Only the lines from the one holding "task: segment the rear reflector" to the final line of the material below belong in the answer, transcribed exactly.

**GIVEN DATA**
++++++++

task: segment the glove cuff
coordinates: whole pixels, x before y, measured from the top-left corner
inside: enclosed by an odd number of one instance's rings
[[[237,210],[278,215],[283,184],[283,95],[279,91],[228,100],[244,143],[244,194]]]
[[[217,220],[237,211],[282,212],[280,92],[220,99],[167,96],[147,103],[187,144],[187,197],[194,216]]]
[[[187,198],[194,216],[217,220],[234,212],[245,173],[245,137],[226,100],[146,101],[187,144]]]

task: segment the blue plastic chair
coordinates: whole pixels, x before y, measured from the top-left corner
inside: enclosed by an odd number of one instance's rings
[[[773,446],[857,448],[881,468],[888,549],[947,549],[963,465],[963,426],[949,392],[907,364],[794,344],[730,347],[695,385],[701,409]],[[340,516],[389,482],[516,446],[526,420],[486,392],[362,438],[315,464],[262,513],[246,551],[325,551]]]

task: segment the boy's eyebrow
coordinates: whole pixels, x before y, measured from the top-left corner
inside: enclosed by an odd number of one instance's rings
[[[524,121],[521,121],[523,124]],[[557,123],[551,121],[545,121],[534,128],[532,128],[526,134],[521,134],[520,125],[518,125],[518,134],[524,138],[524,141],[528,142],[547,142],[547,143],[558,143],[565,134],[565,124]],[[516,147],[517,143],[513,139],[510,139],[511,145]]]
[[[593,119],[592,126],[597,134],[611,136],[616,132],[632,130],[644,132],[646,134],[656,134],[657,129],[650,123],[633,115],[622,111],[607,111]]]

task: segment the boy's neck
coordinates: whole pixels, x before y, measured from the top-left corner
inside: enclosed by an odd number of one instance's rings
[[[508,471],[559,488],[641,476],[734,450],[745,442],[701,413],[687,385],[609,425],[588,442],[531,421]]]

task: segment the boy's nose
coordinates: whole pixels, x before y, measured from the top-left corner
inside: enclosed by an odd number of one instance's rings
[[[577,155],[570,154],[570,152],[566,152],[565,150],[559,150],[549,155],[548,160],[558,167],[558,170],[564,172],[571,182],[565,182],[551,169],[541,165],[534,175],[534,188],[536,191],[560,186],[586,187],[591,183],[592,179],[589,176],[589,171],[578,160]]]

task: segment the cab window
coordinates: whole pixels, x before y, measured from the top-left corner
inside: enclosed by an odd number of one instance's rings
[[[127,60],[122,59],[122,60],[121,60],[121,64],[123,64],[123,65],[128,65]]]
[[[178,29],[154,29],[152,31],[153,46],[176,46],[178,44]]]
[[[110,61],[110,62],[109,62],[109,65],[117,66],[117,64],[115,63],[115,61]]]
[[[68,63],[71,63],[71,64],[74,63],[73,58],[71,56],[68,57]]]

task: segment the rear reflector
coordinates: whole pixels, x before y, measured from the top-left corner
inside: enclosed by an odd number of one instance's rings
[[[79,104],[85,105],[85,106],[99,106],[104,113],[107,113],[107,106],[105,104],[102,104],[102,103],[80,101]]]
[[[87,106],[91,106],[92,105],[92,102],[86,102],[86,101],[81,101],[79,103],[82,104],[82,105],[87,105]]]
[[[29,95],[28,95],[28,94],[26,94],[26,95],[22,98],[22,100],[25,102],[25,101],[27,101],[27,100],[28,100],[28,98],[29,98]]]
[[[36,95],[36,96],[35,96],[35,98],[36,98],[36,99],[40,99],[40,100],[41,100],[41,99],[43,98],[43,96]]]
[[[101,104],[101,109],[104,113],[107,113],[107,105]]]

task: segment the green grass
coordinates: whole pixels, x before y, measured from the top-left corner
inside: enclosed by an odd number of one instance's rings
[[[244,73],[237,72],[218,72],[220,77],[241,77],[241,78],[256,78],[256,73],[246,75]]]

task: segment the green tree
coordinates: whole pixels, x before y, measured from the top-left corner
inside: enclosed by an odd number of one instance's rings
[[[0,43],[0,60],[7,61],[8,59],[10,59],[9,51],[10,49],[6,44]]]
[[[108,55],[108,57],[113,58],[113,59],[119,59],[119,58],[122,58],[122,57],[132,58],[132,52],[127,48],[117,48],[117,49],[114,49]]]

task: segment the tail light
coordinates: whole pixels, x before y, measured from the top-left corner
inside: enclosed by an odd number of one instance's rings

++++++++

**YOUR RESPONSE**
task: segment the rear reflector
coordinates: whole pixels, x before y, measured from the top-left corner
inside: enclosed by an odd number of one instance's rings
[[[79,104],[85,105],[85,106],[99,106],[104,113],[107,113],[107,106],[105,104],[102,104],[102,103],[80,101]]]
[[[87,106],[91,106],[92,105],[92,102],[86,102],[86,101],[81,101],[79,103],[82,104],[82,105],[87,105]]]
[[[29,95],[28,95],[28,94],[26,94],[26,95],[22,98],[22,100],[25,102],[25,101],[27,101],[27,100],[28,100],[28,98],[29,98]]]
[[[36,95],[36,96],[35,96],[35,98],[36,98],[36,99],[40,99],[40,100],[41,100],[41,99],[43,98],[43,96]]]
[[[101,104],[101,109],[104,113],[107,113],[107,105]]]

task: segment the green grass
coordinates: whole pixels, x before y, measured from the top-left corner
inside: enclosed by an odd number of one instance's rings
[[[244,73],[237,72],[218,72],[220,77],[241,77],[241,78],[256,78],[256,73],[246,75]]]

task: segment the green tree
coordinates: whole pixels, x before y, measured from the top-left corner
inside: enclosed by an odd number of one instance's rings
[[[0,43],[0,60],[7,61],[8,59],[10,59],[9,51],[10,49],[6,44]]]
[[[108,55],[108,57],[113,58],[113,59],[119,59],[119,58],[122,58],[122,57],[132,58],[132,52],[127,48],[117,48],[117,49],[114,49]]]

task: segment the tail light
coordinates: whole pixels, x before y, measured from the top-left corner
inside: enclosed by an odd number of one instance's rings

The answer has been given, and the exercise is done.